Stated goal ->
List every person named in the text below about the "Pro Nails" music video.

Text block ->
Kid Sister's new video for breakout single "Pro Nails" debuted on MTV this Monday and quickly spread to every website on the internet, mostly on the strength of the song. But a lot of credit has to go to veteran director Ruben Fleischer who shot the video on a shoestring budget and sold the Fool's Gold executives on the genius concept of finger dancing. We talked to Ruben at length about the making of the video and got some of Andreas Larsson's behind-the scenes photos from former FADERer and current Fool's Gold man Nick Catchdubs, all of which you can see after the jump.
Photos by Andreas Larsson
This is your first music video in three years, why did you pick this one?

[Coordinate labeling data]
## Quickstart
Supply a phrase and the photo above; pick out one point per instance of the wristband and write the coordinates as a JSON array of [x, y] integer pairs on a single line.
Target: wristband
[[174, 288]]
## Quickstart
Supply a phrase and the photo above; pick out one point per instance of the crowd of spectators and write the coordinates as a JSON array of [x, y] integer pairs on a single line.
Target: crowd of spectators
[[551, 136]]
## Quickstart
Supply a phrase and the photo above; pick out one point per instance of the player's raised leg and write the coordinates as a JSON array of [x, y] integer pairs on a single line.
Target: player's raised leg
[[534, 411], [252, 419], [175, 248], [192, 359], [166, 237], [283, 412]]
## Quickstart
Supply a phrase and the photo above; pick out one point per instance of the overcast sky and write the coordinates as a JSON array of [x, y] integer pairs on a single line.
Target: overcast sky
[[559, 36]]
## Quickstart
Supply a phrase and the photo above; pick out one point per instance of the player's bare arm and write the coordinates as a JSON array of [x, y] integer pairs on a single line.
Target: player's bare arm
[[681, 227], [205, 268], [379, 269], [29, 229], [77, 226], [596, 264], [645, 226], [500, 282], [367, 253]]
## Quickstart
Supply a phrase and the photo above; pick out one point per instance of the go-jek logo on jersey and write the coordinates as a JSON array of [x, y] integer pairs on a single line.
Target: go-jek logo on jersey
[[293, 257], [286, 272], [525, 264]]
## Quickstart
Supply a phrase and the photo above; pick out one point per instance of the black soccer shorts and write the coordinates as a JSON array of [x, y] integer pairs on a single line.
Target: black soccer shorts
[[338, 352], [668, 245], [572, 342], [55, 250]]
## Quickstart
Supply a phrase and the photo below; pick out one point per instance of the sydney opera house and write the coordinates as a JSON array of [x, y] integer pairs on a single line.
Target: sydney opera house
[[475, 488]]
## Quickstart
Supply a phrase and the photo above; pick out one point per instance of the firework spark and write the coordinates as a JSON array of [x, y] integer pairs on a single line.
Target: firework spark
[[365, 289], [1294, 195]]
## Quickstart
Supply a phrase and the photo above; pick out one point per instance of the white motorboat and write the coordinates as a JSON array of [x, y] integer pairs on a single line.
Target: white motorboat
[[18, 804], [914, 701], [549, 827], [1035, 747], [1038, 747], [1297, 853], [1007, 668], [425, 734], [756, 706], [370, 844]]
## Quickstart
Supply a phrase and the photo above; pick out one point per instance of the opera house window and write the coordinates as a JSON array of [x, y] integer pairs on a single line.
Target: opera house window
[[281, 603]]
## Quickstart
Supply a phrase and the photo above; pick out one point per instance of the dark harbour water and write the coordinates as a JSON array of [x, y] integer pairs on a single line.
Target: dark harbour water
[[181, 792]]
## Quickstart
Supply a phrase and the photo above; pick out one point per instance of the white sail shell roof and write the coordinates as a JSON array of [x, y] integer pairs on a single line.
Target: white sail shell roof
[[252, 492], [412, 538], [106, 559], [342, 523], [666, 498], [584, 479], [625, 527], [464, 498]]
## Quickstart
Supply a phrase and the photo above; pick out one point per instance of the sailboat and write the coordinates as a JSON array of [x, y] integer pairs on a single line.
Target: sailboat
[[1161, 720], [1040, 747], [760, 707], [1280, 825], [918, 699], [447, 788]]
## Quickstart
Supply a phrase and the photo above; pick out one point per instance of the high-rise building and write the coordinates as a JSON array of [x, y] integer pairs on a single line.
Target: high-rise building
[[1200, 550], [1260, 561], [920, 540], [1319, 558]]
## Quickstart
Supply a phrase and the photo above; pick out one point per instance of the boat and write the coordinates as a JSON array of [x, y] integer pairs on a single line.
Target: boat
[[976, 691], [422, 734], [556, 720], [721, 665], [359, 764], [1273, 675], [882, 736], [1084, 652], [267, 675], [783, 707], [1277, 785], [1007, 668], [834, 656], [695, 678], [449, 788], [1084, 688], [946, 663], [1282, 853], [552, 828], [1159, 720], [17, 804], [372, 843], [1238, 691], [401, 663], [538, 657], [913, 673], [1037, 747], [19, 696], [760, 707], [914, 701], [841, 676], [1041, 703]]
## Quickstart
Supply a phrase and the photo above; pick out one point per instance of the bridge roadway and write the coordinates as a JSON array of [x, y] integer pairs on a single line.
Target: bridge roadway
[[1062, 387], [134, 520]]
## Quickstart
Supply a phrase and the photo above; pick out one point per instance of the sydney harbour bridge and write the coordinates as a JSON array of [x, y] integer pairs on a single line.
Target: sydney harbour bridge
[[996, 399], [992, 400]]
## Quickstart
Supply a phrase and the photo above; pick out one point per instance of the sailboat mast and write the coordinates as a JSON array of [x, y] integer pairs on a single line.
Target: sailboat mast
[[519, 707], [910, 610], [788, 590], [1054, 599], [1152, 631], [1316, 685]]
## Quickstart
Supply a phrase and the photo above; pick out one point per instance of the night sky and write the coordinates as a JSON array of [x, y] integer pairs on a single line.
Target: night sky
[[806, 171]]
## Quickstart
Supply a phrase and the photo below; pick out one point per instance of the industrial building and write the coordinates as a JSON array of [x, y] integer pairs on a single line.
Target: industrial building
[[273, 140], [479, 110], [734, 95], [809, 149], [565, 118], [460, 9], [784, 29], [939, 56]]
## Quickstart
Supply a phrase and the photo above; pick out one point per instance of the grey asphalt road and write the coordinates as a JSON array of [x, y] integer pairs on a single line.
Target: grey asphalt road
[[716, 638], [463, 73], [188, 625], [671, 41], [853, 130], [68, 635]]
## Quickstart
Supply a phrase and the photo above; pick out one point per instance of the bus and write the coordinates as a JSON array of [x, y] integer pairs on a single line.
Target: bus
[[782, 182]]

Response to this task ->
Kid Sister
Ruben Fleischer
Andreas Larsson
Nick Catchdubs